[Task instructions]
Pull out every line below holding the word "trunk".
*** Block opens ***
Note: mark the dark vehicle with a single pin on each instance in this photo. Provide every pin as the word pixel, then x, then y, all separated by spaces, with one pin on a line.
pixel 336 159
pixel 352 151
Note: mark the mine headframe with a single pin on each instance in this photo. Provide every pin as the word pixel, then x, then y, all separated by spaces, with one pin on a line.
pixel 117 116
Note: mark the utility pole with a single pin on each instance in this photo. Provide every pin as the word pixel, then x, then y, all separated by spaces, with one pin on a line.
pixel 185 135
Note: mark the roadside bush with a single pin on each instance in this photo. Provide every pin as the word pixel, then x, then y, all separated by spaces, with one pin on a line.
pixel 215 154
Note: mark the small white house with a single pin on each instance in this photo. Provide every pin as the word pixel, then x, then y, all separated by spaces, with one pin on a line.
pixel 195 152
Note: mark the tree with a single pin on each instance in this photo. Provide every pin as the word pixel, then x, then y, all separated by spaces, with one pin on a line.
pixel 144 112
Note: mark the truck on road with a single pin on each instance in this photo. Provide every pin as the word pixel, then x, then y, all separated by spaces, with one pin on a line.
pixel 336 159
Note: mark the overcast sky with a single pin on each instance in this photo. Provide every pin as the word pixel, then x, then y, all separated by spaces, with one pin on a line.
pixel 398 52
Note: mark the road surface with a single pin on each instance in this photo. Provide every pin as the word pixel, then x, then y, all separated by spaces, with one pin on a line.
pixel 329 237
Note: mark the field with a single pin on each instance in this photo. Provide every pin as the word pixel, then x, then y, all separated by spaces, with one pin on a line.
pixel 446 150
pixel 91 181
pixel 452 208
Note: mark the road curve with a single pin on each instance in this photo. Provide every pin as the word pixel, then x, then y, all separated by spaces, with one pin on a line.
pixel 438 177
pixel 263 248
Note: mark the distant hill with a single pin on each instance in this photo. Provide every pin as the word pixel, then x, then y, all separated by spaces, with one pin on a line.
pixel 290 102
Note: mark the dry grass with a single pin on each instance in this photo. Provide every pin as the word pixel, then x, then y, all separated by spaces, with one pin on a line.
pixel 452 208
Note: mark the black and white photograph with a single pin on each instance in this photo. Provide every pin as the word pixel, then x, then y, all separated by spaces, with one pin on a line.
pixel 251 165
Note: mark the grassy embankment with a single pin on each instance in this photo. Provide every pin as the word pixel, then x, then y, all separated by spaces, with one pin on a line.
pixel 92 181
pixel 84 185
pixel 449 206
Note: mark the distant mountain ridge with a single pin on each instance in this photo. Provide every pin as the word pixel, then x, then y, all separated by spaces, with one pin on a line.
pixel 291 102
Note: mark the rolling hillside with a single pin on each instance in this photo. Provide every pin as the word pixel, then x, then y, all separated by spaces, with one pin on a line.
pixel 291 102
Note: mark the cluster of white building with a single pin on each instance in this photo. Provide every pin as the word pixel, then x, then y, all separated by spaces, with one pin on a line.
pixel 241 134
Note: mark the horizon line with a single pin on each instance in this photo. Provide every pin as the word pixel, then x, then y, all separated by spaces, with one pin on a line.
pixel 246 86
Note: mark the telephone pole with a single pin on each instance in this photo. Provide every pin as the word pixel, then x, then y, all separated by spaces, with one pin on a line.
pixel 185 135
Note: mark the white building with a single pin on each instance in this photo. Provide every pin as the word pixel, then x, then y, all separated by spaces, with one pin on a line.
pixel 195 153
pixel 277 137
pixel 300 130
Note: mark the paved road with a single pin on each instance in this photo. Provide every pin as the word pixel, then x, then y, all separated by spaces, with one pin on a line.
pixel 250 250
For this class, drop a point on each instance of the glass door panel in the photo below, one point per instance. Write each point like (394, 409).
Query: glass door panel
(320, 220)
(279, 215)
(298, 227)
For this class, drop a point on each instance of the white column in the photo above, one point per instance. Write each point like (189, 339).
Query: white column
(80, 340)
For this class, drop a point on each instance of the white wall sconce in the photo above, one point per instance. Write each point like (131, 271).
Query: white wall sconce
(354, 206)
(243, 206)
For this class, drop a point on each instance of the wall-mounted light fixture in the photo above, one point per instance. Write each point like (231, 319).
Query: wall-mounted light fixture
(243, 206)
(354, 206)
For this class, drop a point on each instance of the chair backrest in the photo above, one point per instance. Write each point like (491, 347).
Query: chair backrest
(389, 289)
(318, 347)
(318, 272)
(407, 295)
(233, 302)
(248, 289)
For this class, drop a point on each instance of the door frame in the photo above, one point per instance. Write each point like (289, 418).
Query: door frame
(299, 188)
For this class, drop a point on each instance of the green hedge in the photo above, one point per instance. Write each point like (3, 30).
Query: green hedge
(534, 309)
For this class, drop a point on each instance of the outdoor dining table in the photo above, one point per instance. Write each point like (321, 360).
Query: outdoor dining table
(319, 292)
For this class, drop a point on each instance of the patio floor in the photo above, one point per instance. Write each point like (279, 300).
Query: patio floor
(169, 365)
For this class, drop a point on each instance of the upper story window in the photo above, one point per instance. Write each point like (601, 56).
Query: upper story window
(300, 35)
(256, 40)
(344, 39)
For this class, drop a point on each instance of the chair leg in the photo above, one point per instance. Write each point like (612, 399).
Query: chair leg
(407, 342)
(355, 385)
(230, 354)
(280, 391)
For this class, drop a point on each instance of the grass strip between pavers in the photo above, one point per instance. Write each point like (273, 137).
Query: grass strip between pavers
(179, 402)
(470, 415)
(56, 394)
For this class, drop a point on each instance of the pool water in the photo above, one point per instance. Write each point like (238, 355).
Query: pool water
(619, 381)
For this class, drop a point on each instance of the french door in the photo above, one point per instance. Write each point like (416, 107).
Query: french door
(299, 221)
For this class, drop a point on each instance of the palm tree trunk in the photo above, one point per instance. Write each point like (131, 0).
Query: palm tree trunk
*** Block closes ***
[Finished exercise]
For this class, drop a point on each instance of the palm tree trunk in the photo above, one point per instance. Write each point like (131, 0).
Query: palm tree trunk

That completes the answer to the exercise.